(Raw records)
>>>
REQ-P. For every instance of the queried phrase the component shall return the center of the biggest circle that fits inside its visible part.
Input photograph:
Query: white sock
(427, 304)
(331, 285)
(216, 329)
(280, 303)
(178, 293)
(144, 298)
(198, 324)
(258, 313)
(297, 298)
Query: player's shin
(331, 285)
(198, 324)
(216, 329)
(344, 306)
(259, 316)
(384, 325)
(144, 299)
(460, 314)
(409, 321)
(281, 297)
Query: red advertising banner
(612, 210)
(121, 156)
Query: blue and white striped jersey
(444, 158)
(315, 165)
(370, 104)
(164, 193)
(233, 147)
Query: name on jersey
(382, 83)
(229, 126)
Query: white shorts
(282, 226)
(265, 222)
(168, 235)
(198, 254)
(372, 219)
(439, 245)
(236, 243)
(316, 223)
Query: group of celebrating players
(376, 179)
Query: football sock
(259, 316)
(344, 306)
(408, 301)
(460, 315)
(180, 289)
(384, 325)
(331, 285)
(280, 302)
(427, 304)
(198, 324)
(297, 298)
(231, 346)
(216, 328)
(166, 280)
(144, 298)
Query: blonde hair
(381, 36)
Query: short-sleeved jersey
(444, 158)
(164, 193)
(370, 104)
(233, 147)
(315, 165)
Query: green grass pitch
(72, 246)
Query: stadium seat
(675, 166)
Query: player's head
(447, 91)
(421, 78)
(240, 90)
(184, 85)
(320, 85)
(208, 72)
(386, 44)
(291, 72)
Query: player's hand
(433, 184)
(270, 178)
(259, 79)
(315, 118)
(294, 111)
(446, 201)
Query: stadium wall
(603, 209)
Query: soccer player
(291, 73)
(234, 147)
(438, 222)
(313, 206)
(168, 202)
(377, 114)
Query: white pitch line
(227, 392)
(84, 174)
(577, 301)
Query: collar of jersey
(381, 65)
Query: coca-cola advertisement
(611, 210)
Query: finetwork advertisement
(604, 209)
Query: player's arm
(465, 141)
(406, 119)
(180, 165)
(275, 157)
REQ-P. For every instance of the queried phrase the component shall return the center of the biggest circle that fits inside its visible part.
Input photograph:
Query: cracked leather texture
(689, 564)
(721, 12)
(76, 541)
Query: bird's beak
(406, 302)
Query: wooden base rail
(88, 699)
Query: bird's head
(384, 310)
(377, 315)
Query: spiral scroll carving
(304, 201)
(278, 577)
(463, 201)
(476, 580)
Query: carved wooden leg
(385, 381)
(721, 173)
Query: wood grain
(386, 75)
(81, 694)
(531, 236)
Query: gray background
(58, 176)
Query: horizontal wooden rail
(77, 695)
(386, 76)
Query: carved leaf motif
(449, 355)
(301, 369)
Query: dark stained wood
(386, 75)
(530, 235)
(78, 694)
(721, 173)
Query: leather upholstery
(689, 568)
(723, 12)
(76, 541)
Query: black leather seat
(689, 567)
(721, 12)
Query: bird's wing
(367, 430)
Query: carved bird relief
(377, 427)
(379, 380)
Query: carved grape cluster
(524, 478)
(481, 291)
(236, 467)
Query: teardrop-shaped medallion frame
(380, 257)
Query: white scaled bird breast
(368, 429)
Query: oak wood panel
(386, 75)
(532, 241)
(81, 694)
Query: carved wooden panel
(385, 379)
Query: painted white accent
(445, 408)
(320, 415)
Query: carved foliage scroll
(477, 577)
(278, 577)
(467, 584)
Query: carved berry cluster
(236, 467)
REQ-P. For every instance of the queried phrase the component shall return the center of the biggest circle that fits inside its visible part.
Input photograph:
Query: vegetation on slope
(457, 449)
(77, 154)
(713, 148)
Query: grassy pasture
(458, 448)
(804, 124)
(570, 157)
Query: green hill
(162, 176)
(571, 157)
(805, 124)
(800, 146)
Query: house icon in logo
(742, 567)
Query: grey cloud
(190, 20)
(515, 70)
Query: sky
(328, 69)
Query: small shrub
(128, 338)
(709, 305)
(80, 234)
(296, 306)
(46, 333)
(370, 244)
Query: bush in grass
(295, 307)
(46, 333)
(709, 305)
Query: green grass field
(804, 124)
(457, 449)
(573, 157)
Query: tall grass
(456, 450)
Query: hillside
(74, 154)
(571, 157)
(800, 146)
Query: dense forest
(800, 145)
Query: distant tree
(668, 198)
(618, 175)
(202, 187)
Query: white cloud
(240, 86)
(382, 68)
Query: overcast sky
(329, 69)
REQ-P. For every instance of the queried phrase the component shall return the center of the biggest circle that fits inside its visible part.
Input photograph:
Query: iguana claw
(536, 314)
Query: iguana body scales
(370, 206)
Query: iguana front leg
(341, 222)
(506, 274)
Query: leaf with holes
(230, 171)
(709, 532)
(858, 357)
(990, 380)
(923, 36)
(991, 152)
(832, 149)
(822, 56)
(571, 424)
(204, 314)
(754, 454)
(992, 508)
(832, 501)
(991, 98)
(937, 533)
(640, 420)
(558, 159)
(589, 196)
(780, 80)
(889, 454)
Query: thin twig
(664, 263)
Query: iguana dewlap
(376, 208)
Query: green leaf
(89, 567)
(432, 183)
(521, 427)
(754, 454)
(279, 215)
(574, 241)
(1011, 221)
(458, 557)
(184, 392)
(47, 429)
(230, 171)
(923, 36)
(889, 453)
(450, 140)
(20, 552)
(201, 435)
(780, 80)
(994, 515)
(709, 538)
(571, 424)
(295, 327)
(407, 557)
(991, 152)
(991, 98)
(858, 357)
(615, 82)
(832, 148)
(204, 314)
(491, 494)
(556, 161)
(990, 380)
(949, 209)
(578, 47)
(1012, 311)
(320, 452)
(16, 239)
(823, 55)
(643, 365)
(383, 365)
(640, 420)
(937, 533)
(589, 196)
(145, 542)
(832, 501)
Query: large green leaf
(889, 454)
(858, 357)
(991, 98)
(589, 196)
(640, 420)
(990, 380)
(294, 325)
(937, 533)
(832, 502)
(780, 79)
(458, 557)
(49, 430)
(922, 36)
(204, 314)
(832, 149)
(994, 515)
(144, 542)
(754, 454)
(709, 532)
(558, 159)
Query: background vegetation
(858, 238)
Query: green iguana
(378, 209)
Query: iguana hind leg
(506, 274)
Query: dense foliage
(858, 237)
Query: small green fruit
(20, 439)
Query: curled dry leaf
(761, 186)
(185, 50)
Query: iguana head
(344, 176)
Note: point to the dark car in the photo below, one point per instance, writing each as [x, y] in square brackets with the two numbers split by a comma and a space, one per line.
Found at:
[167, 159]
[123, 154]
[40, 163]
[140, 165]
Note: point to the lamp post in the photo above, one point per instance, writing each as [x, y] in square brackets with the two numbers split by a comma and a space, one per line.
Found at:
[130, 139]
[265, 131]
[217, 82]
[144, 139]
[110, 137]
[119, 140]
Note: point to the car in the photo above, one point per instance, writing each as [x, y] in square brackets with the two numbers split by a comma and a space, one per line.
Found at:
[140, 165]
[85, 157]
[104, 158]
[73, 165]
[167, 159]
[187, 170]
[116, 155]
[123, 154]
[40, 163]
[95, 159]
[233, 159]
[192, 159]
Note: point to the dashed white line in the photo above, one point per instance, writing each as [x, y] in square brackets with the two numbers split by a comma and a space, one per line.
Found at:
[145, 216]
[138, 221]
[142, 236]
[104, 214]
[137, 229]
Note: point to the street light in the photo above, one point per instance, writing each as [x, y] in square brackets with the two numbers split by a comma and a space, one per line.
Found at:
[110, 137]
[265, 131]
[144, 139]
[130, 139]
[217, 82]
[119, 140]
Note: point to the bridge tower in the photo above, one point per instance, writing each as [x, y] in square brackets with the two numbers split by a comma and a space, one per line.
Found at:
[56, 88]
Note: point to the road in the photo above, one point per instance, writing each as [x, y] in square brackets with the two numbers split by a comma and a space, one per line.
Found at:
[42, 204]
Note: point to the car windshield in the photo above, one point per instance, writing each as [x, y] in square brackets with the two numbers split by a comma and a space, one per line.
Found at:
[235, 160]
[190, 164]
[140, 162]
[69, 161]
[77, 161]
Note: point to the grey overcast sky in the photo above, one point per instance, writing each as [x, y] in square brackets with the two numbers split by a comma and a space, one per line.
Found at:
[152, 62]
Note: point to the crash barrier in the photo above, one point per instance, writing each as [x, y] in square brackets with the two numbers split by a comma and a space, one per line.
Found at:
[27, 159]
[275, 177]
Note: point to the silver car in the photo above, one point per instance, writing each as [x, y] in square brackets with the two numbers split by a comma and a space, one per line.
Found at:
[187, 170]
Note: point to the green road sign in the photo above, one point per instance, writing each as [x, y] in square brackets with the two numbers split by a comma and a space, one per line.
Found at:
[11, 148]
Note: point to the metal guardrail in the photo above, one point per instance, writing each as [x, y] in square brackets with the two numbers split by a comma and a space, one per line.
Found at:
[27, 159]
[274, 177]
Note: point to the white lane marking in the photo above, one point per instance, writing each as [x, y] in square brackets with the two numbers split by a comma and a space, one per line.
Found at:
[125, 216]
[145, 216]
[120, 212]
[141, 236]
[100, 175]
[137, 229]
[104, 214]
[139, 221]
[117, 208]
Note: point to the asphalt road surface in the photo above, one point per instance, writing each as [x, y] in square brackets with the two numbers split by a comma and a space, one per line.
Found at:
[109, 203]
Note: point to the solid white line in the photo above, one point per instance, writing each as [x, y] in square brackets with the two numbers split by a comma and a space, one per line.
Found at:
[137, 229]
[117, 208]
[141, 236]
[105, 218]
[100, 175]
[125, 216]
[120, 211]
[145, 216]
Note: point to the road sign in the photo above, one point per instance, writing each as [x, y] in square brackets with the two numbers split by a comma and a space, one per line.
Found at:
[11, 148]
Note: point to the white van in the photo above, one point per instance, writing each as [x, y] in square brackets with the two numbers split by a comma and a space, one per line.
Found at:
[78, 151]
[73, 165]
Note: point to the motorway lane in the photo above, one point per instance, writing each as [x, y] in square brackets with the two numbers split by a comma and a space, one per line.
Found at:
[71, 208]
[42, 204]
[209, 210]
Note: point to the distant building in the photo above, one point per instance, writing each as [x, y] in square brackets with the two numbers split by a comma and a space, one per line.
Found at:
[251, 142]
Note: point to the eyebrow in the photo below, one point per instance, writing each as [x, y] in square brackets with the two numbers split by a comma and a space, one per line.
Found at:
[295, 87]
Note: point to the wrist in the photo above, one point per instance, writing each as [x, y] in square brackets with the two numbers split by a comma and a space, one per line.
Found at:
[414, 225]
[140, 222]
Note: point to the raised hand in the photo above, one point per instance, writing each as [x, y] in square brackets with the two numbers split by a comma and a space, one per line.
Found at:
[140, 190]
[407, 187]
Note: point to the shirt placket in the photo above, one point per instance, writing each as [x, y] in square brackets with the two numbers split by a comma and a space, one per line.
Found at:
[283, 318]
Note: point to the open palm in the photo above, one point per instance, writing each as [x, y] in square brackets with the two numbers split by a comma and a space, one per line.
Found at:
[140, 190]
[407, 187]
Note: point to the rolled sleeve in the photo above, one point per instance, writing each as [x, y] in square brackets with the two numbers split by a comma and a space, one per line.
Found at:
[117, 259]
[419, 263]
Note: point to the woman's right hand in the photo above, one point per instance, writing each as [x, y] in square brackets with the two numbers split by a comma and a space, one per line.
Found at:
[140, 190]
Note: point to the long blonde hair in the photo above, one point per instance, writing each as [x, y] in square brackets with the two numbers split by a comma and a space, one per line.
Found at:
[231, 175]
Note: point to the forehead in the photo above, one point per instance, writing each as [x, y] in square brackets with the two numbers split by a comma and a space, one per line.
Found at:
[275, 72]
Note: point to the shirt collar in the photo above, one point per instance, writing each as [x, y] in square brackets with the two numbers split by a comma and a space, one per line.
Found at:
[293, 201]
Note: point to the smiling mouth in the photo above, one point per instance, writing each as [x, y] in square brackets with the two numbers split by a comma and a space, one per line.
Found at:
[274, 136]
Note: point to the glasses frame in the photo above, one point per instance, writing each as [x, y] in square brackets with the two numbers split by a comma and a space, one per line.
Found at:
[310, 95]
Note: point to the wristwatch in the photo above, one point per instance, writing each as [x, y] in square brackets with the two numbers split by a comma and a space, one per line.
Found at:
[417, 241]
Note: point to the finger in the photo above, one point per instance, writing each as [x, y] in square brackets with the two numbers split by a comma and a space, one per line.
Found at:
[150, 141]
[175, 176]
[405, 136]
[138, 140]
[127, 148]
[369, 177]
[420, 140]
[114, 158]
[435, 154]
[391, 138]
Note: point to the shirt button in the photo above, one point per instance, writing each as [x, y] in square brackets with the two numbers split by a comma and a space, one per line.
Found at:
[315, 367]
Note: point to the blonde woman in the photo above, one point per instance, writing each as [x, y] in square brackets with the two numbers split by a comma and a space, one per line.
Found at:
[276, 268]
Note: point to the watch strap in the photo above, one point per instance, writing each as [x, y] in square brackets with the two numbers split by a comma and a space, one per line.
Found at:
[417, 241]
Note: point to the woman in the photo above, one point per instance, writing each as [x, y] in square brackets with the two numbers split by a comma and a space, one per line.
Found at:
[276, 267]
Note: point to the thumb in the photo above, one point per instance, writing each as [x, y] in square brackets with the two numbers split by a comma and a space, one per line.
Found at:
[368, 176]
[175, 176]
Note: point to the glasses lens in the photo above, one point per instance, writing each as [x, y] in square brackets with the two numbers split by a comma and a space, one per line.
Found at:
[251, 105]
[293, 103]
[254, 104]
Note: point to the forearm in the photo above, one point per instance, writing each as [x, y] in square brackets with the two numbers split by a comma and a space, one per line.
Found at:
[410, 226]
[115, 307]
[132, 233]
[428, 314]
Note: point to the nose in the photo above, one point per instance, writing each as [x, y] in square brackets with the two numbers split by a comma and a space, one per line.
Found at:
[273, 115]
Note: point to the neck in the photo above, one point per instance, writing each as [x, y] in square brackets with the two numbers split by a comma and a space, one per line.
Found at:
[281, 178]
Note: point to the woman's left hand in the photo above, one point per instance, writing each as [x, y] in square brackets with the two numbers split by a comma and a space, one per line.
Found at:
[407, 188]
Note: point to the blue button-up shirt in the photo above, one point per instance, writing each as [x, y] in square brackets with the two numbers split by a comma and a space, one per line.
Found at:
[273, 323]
<<<
## Aim:
All lines from the one containing "Note: point to the shirt button" through the final line of the listing above are to be reproduced exactly; include both and add nothing.

## Full solution:
Note: point to the shirt button in the photo above, one point per instance, writing each as [x, y] in square brackets with the two numbers split by a comma and a space, one per line.
Found at:
[315, 367]
Note: point to the blonde woman in the photo above, one point per instance, writing each as [x, y] in square brackets with the two numbers split by a comma and a space, one per line.
Found at:
[276, 268]
Note: point to the watch strap in the photo above, one point per instance, writing each as [x, y] in square brackets with the two numbers split by a comma and a space, one per line.
Found at:
[417, 241]
Note: point to the woman in the photo above, one point per instance, writing each as [x, y] in square brackets with the two numbers split by a comma and a space, one per line.
Found at:
[276, 267]
Note: point to the thumb in the photo above, one point per instance, writing each as [x, y] in square brackets with the two numbers split by a comma and a space, one per line.
Found at:
[368, 176]
[175, 176]
Note: point to the glasses lens in the photo above, one point per instance, writing each as [x, y] in square brackets with the two numbers split by a comma and a space, one per line.
Found at:
[251, 105]
[293, 103]
[254, 104]
Note: point to the forearm in the photo above, one point per instance, writing each as [x, y] in square brackets with the two numbers split by a comma and a space, one per line.
Found at:
[410, 226]
[115, 307]
[132, 233]
[428, 314]
Note: point to the nose in the photo above, one point per instance, writing each as [x, y] in square brackets with the two numbers split by a comma and a space, one per line.
Found at:
[273, 115]
Note: point to the neck in the photo above, one point per instance, writing each as [x, y] in square brackets with the two numbers split by a comma and a space, one per line.
Found at:
[281, 178]
Note: point to the woman's left hand in the photo above, one point per instance, writing each as [x, y] in square brackets with the two numbers split by a comma and a space, one per line.
Found at:
[407, 188]
Note: point to the blue button-up shirt in the photo above, one point per instance, writing each as [x, y] in square brackets with the two numbers split by a comma and a space, one per line.
Found at:
[273, 323]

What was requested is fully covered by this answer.